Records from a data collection
## START

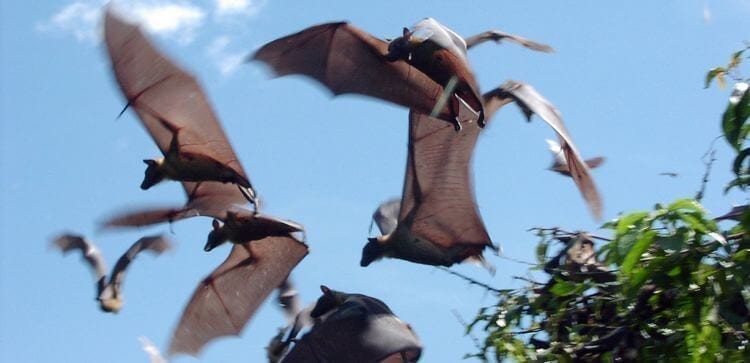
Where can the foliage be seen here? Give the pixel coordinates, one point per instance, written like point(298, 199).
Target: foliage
point(669, 285)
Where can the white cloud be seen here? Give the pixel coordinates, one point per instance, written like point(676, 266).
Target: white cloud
point(226, 61)
point(238, 7)
point(175, 19)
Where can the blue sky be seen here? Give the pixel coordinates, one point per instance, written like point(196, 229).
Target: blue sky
point(628, 79)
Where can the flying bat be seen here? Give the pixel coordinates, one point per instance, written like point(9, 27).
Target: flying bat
point(109, 293)
point(174, 110)
point(225, 301)
point(438, 221)
point(355, 328)
point(560, 164)
point(532, 102)
point(346, 59)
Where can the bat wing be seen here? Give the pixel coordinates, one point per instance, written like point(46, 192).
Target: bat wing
point(225, 300)
point(363, 329)
point(499, 36)
point(89, 252)
point(210, 199)
point(531, 102)
point(386, 216)
point(438, 202)
point(165, 96)
point(348, 60)
point(155, 244)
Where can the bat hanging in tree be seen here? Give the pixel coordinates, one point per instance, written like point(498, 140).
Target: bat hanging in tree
point(109, 293)
point(225, 300)
point(355, 328)
point(174, 110)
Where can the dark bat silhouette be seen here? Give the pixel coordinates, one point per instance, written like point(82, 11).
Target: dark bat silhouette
point(226, 300)
point(109, 293)
point(174, 110)
point(560, 164)
point(355, 328)
point(438, 222)
point(531, 102)
point(346, 59)
point(240, 227)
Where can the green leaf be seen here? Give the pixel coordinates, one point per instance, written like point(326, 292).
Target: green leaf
point(638, 249)
point(629, 221)
point(713, 73)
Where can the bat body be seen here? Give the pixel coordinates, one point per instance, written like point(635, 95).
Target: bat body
point(346, 59)
point(560, 164)
point(355, 328)
point(440, 53)
point(225, 300)
point(438, 222)
point(532, 102)
point(109, 293)
point(242, 227)
point(174, 110)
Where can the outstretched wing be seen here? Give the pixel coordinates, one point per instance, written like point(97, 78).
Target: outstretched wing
point(531, 102)
point(89, 252)
point(438, 203)
point(346, 59)
point(209, 199)
point(498, 36)
point(155, 244)
point(225, 300)
point(165, 96)
point(386, 216)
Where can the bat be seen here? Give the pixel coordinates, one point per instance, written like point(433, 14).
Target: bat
point(499, 36)
point(346, 59)
point(532, 102)
point(438, 222)
point(560, 164)
point(355, 328)
point(240, 227)
point(440, 53)
point(225, 300)
point(109, 293)
point(174, 110)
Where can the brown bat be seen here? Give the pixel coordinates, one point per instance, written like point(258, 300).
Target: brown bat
point(531, 102)
point(355, 328)
point(438, 221)
point(225, 300)
point(346, 59)
point(240, 227)
point(560, 164)
point(109, 293)
point(174, 110)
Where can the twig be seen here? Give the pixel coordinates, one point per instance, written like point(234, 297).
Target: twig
point(712, 153)
point(472, 281)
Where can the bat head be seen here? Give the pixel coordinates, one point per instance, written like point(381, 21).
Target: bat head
point(399, 48)
point(154, 173)
point(372, 251)
point(216, 237)
point(330, 300)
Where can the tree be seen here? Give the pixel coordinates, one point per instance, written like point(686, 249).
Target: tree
point(669, 284)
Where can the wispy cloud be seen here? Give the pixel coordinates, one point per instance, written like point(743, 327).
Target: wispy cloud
point(238, 7)
point(226, 61)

## END

* _Set task_
Only the lines from the one containing "Where can the bat be" through the end of the entries above belong in the answer; repeat them exactly.

* _Answer to this task_
Where can the bat be seen here? Give the pixel coordinates, one point per instance, written like point(433, 14).
Target: bat
point(499, 36)
point(346, 59)
point(532, 102)
point(438, 222)
point(560, 164)
point(355, 328)
point(240, 227)
point(440, 53)
point(225, 300)
point(109, 293)
point(174, 110)
Where can the brown bat be seen here? Give the pixel coordinates, one point per instance, written like point(258, 300).
Target: brown bat
point(531, 102)
point(355, 328)
point(438, 221)
point(225, 300)
point(346, 59)
point(240, 227)
point(560, 164)
point(109, 293)
point(174, 110)
Where can the twig be seen here? Give the pixel coordinates, one point per instance, written like point(234, 297).
Target: twig
point(712, 153)
point(472, 281)
Where can the bat head be seen here? Give the pixel coordinates, one point per instance, written like point(381, 21).
Target: bat head
point(399, 48)
point(154, 173)
point(372, 251)
point(216, 237)
point(330, 300)
Where can the tree be seen here? Give the pixel coordinates, one point per instance, written like point(686, 249).
Target: tree
point(669, 284)
Where can the wispy cloud be seen here? Give the pixel coordinates, one point per instance, written like point(743, 327).
Target: wispy cloud
point(238, 7)
point(226, 61)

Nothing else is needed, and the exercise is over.